Scan the records below. Copy every line in which the word "clicks" appears.

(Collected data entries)
>>>
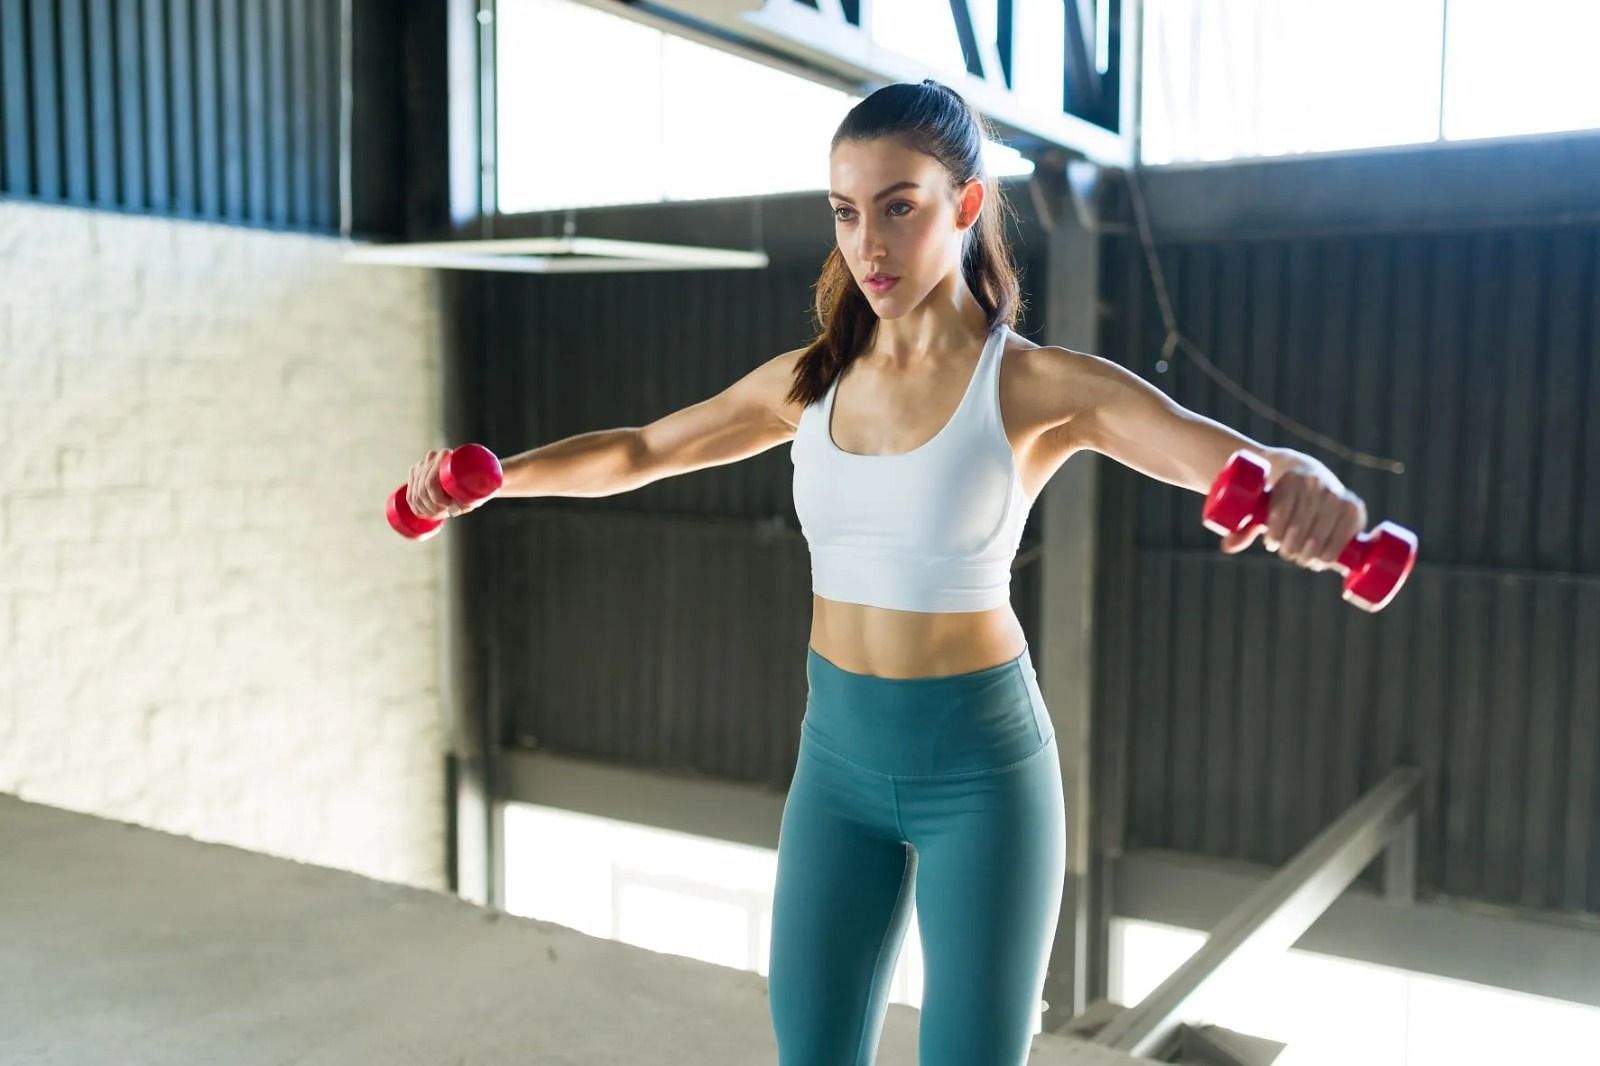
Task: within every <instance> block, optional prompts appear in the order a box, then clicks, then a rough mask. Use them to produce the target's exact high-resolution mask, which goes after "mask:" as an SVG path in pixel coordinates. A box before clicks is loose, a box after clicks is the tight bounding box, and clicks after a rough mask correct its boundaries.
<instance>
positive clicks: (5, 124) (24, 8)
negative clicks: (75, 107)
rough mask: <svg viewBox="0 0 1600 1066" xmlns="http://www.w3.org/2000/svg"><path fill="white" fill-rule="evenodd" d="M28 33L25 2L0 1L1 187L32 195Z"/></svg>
mask: <svg viewBox="0 0 1600 1066" xmlns="http://www.w3.org/2000/svg"><path fill="white" fill-rule="evenodd" d="M27 43H29V32H27V5H26V0H0V94H3V104H0V122H3V123H5V170H3V171H0V174H3V182H5V184H3V186H0V187H3V189H5V192H6V194H10V195H30V194H34V149H32V131H34V123H32V115H30V107H29V48H27Z"/></svg>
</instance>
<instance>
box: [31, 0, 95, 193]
mask: <svg viewBox="0 0 1600 1066" xmlns="http://www.w3.org/2000/svg"><path fill="white" fill-rule="evenodd" d="M83 5H85V0H56V5H53V6H58V18H59V27H58V32H59V42H58V50H54V51H53V54H48V56H46V54H40V53H35V56H37V58H38V59H43V61H45V62H46V64H48V67H46V69H48V70H50V77H53V78H59V85H61V128H59V130H54V128H50V130H48V131H46V126H45V125H43V123H45V120H43V117H40V126H38V128H40V133H42V134H43V136H45V138H48V139H51V141H59V142H61V154H62V173H61V178H62V189H64V192H62V194H59V195H64V197H66V200H67V202H69V203H78V205H85V203H90V198H91V195H93V186H91V181H90V179H91V176H93V166H94V163H93V155H91V144H90V138H91V131H93V99H91V93H90V54H88V51H90V42H88V26H86V22H85V19H86V14H85V10H83ZM40 8H45V5H38V6H37V8H35V13H37V11H38V10H40ZM45 10H48V8H45ZM46 18H48V16H46ZM45 195H51V194H45Z"/></svg>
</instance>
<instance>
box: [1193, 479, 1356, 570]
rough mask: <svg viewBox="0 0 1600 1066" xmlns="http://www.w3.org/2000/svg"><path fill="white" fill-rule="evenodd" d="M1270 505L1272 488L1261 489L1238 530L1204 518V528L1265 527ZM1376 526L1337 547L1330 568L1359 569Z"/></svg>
mask: <svg viewBox="0 0 1600 1066" xmlns="http://www.w3.org/2000/svg"><path fill="white" fill-rule="evenodd" d="M1270 506H1272V490H1262V491H1261V495H1259V496H1256V504H1254V507H1251V511H1250V519H1248V520H1246V522H1245V525H1243V527H1242V528H1238V530H1230V528H1227V527H1224V525H1219V523H1214V522H1211V520H1206V528H1208V530H1211V531H1213V533H1218V535H1219V536H1227V535H1229V533H1250V531H1253V530H1258V528H1266V525H1267V515H1269V514H1270ZM1376 539H1378V538H1376V528H1374V530H1373V531H1370V533H1357V535H1355V536H1352V538H1350V541H1349V543H1347V544H1346V546H1344V547H1342V549H1339V557H1338V559H1336V560H1334V562H1333V563H1330V567H1328V568H1330V570H1338V571H1339V573H1341V575H1344V576H1349V573H1350V571H1352V570H1360V567H1362V563H1363V562H1365V560H1366V554H1368V552H1370V551H1371V547H1373V544H1374V543H1376Z"/></svg>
<<<
### SOLUTION FOR THIS PROBLEM
Task: within every <instance> block, optional prompts appear in the order a box, then clicks, then a rough mask. Use them to produce the target's exact high-resolution mask, which goes after "mask:" as an SVG path in pixel coordinates. A box before clicks is loose, a box after clicks is the tight bounding box, and clicks after a rough mask correct its boundaries.
positive clicks: (5, 124) (24, 8)
negative clicks: (75, 107)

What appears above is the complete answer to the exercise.